Items listed in a dataset:

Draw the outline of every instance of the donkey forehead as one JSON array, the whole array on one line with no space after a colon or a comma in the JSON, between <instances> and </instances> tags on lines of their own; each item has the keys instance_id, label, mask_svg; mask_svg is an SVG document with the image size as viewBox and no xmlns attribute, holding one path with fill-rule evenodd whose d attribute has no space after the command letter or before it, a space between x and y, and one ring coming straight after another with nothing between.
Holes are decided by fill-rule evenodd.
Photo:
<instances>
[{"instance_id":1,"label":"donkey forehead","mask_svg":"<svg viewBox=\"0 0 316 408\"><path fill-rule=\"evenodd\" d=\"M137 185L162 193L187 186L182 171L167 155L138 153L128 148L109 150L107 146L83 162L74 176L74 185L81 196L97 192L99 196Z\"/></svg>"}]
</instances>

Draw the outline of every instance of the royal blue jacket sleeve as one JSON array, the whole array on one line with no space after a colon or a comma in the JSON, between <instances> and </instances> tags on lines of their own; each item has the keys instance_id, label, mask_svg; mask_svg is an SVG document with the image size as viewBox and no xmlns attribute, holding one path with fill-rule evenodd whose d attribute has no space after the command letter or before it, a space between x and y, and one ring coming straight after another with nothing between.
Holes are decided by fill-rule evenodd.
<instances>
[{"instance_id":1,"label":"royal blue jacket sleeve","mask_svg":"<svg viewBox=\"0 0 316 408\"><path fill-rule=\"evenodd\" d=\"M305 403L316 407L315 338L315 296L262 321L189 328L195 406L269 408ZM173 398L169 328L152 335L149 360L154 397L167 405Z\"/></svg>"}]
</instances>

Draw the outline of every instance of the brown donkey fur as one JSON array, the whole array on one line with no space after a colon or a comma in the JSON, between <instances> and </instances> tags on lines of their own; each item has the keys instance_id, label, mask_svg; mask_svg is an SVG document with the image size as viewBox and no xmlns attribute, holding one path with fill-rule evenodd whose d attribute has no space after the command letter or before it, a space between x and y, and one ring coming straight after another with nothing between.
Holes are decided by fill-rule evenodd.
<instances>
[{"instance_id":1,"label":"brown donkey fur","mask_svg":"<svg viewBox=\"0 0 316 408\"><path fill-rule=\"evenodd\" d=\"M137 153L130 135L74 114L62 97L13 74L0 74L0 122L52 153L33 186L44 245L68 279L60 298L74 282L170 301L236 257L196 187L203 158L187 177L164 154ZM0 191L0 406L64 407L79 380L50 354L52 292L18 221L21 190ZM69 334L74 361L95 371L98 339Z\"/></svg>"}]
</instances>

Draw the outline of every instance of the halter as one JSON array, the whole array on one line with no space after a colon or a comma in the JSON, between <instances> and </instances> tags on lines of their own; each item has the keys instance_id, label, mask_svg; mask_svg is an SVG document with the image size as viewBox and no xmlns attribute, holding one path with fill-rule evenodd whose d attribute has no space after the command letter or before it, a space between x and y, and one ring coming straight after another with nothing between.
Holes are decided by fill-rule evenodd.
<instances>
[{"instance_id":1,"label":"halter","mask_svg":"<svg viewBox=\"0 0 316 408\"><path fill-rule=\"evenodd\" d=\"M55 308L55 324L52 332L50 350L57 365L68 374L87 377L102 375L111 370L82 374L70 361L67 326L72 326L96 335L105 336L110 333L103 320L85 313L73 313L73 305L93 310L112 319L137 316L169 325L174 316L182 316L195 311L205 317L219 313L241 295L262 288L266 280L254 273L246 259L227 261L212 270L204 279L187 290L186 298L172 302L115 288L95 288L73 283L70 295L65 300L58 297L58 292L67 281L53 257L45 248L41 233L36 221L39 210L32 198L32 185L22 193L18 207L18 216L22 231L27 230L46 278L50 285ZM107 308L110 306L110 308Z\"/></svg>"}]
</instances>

Problem statement
Write out all of the rows again, replacing "Draw the outline" with "Trace the outline" wherever it occurs and changing nothing else.

Answer to this task
Trace the outline of every instance of the donkey forehead as one JSON array, the whole array on one line with no space after a colon or a comma in the JSON, between <instances> and </instances> tags on lines of their own; each item has the keys instance_id, label, mask_svg; mask_svg is an SVG document with the image size as viewBox and no xmlns attribute, holding one path with fill-rule evenodd whose d attribute has no space after the command letter or before it, a space between x and y, and one ring coming straight after another with nothing between.
Holes are decided by fill-rule evenodd.
Photo:
<instances>
[{"instance_id":1,"label":"donkey forehead","mask_svg":"<svg viewBox=\"0 0 316 408\"><path fill-rule=\"evenodd\" d=\"M137 185L162 193L187 186L182 171L167 155L138 153L128 148L109 150L107 146L83 162L74 176L74 185L81 196L97 192L99 196Z\"/></svg>"}]
</instances>

Trace the outline of every instance of the royal blue jacket sleeve as one JSON array, the whole array on one line with no space after a colon or a comma in the JSON, between <instances> and </instances> tags on lines of their own; each item has the keys instance_id, label, mask_svg; mask_svg is an SVG document with the image size as viewBox and no xmlns attribute, holding one path with fill-rule evenodd whose d attribute has no space after the command letter or before it, a space between x and y, and one ring coming straight after another with nothing between.
Holes are decided by fill-rule evenodd.
<instances>
[{"instance_id":1,"label":"royal blue jacket sleeve","mask_svg":"<svg viewBox=\"0 0 316 408\"><path fill-rule=\"evenodd\" d=\"M305 403L316 407L315 338L315 296L262 321L189 328L195 406L269 408ZM173 398L169 328L152 335L149 360L154 397L167 405Z\"/></svg>"}]
</instances>

Trace the outline of every instance of the brown donkey fur as one JSON array, the whole array on one line with no space after a colon or a comma in the JSON, between <instances> and </instances> tags on lines of their own; each item has the keys instance_id, label, mask_svg; mask_svg is an SVG document with the image size as viewBox and no xmlns attribute, holding one path with fill-rule evenodd whose d attribute has no space after the command letter or before it, a space between x and y, and one ring coming straight after another with nothing between.
Holes are decided by fill-rule evenodd.
<instances>
[{"instance_id":1,"label":"brown donkey fur","mask_svg":"<svg viewBox=\"0 0 316 408\"><path fill-rule=\"evenodd\" d=\"M137 153L130 135L74 114L62 97L13 74L0 74L0 122L52 153L33 186L44 245L68 279L60 298L74 282L170 301L236 257L196 187L203 158L187 177L164 154ZM0 191L0 406L64 407L79 380L50 354L52 292L18 221L21 190ZM69 334L74 361L95 371L98 339Z\"/></svg>"}]
</instances>

Trace the outline of every instance of the halter as one JSON array, the whole array on one line with no space after a colon or a comma in the JSON, between <instances> and </instances> tags on lines of their own; each item has the keys instance_id, label, mask_svg; mask_svg is an SVG document with the image size as viewBox and no xmlns attribute, holding one path with fill-rule evenodd whose d attribute has no space after the command letter or before it, a space between x and y, and one ring coming straight after another with nothing between.
Holes are decided by fill-rule evenodd.
<instances>
[{"instance_id":1,"label":"halter","mask_svg":"<svg viewBox=\"0 0 316 408\"><path fill-rule=\"evenodd\" d=\"M55 308L55 324L52 332L50 350L57 365L68 374L87 377L102 375L111 370L82 374L70 361L67 326L72 326L96 335L105 336L110 333L103 320L85 313L73 313L73 305L93 310L112 319L137 316L169 325L174 316L182 316L195 311L205 317L219 313L241 295L262 288L266 280L254 273L246 259L227 261L212 270L204 279L187 290L186 298L172 302L115 288L95 288L73 283L70 295L65 300L58 297L58 292L67 281L53 257L45 248L41 233L36 221L39 210L32 198L32 185L22 193L18 207L18 216L22 231L27 230L46 278L50 285ZM107 308L110 306L110 308Z\"/></svg>"}]
</instances>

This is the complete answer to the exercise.